[Source records]
+++

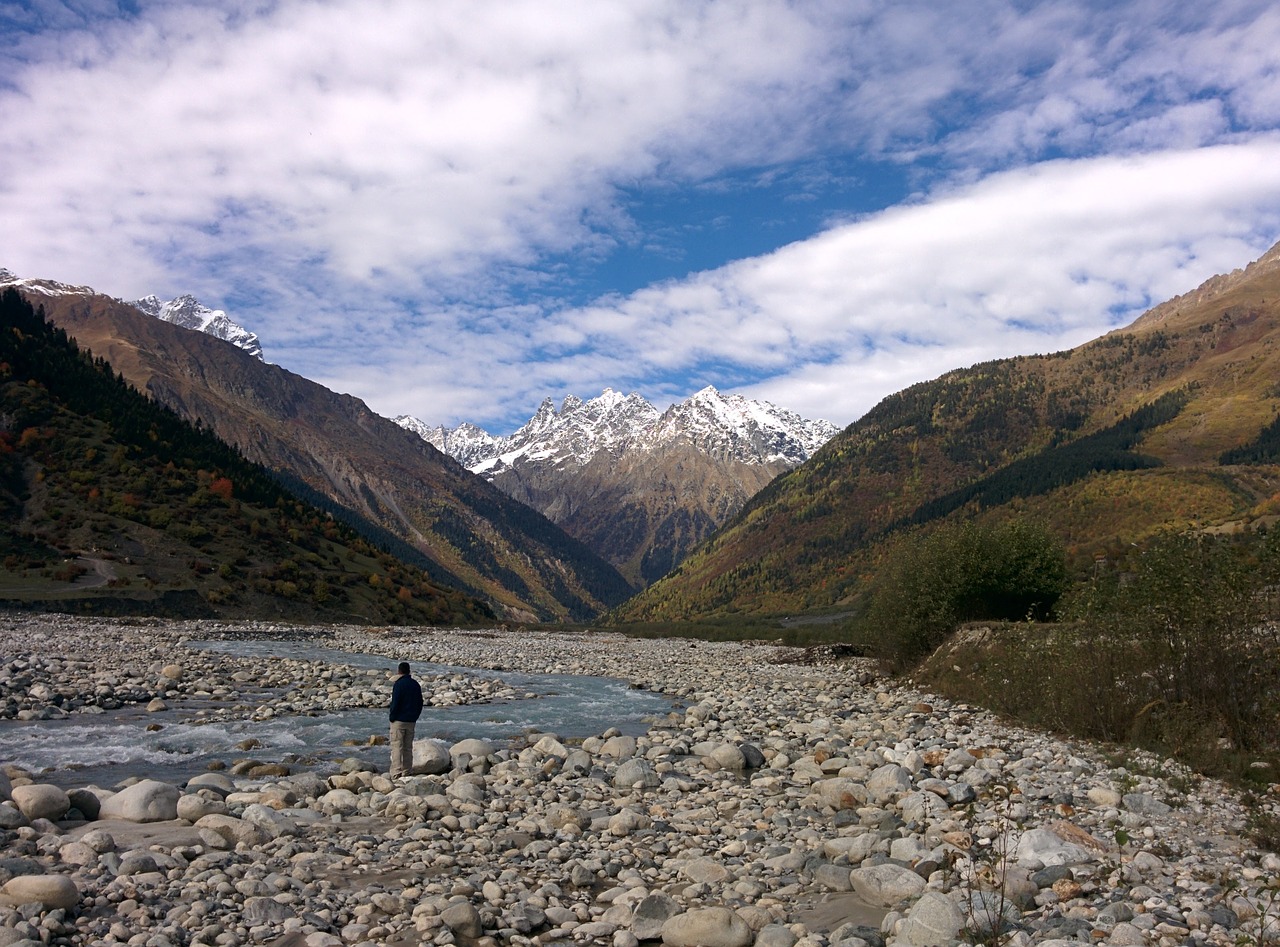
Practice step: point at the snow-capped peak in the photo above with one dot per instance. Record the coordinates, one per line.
(45, 287)
(732, 428)
(188, 312)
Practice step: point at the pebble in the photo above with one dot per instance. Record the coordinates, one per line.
(785, 803)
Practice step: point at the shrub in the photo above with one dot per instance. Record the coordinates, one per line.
(956, 573)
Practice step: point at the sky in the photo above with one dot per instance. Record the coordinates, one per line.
(455, 210)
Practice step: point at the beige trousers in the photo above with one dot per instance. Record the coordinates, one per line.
(402, 748)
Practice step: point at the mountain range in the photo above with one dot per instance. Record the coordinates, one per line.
(113, 504)
(469, 534)
(638, 485)
(1169, 424)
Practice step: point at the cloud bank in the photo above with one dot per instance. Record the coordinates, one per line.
(410, 201)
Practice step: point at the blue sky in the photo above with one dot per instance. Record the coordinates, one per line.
(453, 210)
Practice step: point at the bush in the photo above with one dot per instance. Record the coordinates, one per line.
(1176, 654)
(956, 573)
(1196, 612)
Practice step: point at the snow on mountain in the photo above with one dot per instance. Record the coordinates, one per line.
(730, 428)
(186, 310)
(735, 428)
(46, 287)
(190, 312)
(466, 443)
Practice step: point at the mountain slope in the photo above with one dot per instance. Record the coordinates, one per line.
(639, 486)
(475, 538)
(191, 314)
(1107, 443)
(113, 504)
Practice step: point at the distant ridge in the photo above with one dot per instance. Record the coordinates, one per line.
(480, 540)
(1165, 425)
(184, 310)
(640, 486)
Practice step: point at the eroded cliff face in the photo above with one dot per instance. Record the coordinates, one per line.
(478, 538)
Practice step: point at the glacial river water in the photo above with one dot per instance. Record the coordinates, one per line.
(104, 749)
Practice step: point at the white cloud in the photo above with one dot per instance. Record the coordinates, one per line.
(1024, 261)
(379, 183)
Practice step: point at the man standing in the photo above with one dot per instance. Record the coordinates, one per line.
(406, 708)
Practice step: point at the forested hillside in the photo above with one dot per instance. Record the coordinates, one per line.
(1164, 425)
(114, 504)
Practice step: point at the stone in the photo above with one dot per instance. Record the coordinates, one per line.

+++

Return the line that contains "Practice step: point at the cloud" and all lines after it, verbatim, and nothing else.

Reply:
Practice step: point at the cloud bank in the photo above with one dot per instance. Record the coordinates, one per line.
(410, 201)
Practice step: point at the blue sky in the photo above with one dot per instance. Record the coordinates, one per line.
(453, 210)
Practice step: point at the bush in the photo above with one dot per instance. Record the coordinates, one per line.
(1176, 654)
(956, 573)
(1196, 612)
Practice step: point at the snow on mountain in the photo above with one dot per instance. Record the coordinates, one per line.
(730, 428)
(186, 310)
(735, 428)
(46, 287)
(190, 312)
(466, 443)
Practice step: point at the mountain slope in the photo above with one dot per instance. Record the coordinates, one per line.
(639, 486)
(475, 538)
(191, 314)
(1107, 443)
(113, 504)
Practice step: point at the distant ridge in the photo above with one dot per instance. Record the coordinates, one per line.
(480, 540)
(1165, 425)
(184, 310)
(640, 486)
Practice step: point at the eroded cliff face in the photo above with one dot per instance. Record the coordinates, one per line.
(478, 538)
Practice step: point at the glacial river water in the photo above with one dot per instance. Record the coordinates, one per line.
(104, 749)
Practice step: point at the white cloud in the photo above with one dot per instance. Record the coordinates, one per line.
(1024, 261)
(379, 183)
Practice step: point at the man standing in the photo above with one dot per instance. Record the coordinates, one per line.
(406, 708)
Practice step: point at the forested hillside in the photo above with one dot per instance. Record the coordinates, one per line.
(1164, 425)
(114, 504)
Practice step: point at the stone in the photo above with one dot per instance. Record the coordinates, one per line.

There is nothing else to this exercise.